* _TASK ITEM_: Here the requirement is to repeat every record exactly, in full.

━━━ EXTRACTED MATERIAL ━━━

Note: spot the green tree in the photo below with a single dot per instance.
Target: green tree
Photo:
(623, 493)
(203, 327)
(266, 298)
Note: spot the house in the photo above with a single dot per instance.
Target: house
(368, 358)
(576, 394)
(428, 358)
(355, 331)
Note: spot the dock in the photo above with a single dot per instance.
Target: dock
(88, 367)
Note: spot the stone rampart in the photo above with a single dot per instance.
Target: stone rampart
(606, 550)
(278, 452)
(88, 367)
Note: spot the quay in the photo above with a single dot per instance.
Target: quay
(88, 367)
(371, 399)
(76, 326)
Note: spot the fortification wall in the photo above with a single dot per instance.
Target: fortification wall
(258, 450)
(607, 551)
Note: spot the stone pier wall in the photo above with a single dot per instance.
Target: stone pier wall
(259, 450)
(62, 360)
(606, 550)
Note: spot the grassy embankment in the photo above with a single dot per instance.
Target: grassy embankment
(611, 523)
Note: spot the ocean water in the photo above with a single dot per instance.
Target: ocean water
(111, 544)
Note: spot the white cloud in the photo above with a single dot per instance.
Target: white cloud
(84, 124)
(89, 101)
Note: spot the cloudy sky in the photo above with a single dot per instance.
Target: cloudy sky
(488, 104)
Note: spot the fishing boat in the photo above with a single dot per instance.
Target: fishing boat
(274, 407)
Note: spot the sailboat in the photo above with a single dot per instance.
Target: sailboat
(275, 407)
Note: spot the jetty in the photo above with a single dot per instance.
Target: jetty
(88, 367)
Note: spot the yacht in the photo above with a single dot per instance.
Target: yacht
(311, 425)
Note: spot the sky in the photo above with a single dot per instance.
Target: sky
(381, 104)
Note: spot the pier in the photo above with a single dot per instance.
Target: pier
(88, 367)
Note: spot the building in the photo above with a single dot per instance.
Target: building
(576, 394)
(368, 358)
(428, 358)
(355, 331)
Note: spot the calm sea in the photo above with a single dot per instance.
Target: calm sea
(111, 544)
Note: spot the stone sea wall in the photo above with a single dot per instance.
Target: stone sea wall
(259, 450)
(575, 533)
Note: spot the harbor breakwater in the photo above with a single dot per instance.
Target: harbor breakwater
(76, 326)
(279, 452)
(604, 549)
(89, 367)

━━━

* _TASK ANSWER_:
Note: spot the green tree in the photo below with a single dot per instance.
Target: green tree
Photo:
(623, 493)
(203, 327)
(266, 298)
Note: spot the house in the photo above with a single dot per instance.
Target: house
(368, 358)
(576, 394)
(428, 358)
(355, 331)
Note: spot the dock in the photo above with a single dot per instance.
Target: dock
(88, 367)
Note: spot the stone rampart in the photo above with a single dot per instance.
Target: stone rampart
(606, 550)
(278, 452)
(88, 367)
Note: spot the quay in the photo above with a single dot per instance.
Target: quay
(88, 367)
(371, 399)
(76, 326)
Note: spot the fortification wall in the photo above with a single dot per instance.
Target: fortification wall
(258, 450)
(607, 551)
Note: spot the stone pier wall in the photo above with a single dot per instance.
Target: stone pier wall
(259, 450)
(62, 360)
(606, 550)
Note: spot the grassy embankment in the photo above with a single dot per instance.
Target: grassy embankment
(611, 523)
Note: spot the ocean water in the photo above with a single dot per instance.
Target: ocean water
(111, 544)
Note: spot the white cloud in the photo above with a single dot per instance.
Target: white cloud
(84, 124)
(89, 101)
Note: spot the cloudy sky in the photo above with a single dot per instance.
Target: cloudy sky
(488, 104)
Note: spot the fishing boat in the photo above with a single dot per instance.
Target: fishing boat
(274, 407)
Note: spot the sailboat in the photo above with a single dot per instance.
Target: sailboat
(275, 407)
Note: spot the jetty in the photo above with a single dot per instance.
Target: jetty
(88, 367)
Note: spot the yacht in the photo above with a single dot per instance.
Target: yacht
(311, 425)
Note: spot the sky in the photo above with a single dot per instance.
Target: sky
(381, 104)
Note: spot the pier in the photo above with a single dot per instance.
Target: pier
(88, 367)
Note: spot the building in the photo above with a single dot per instance.
Target: building
(576, 394)
(368, 358)
(428, 358)
(355, 331)
Note: spot the calm sea in the photo above with a single dot per instance.
Target: calm sea
(111, 544)
Note: spot the stone sea wall in the photo above with a single dot per instance.
Target: stone sea wall
(259, 450)
(575, 533)
Note: spot the harbor breakwater in the photo above with a single dot per instance.
Target: harbor breakwater
(76, 326)
(279, 452)
(604, 549)
(89, 367)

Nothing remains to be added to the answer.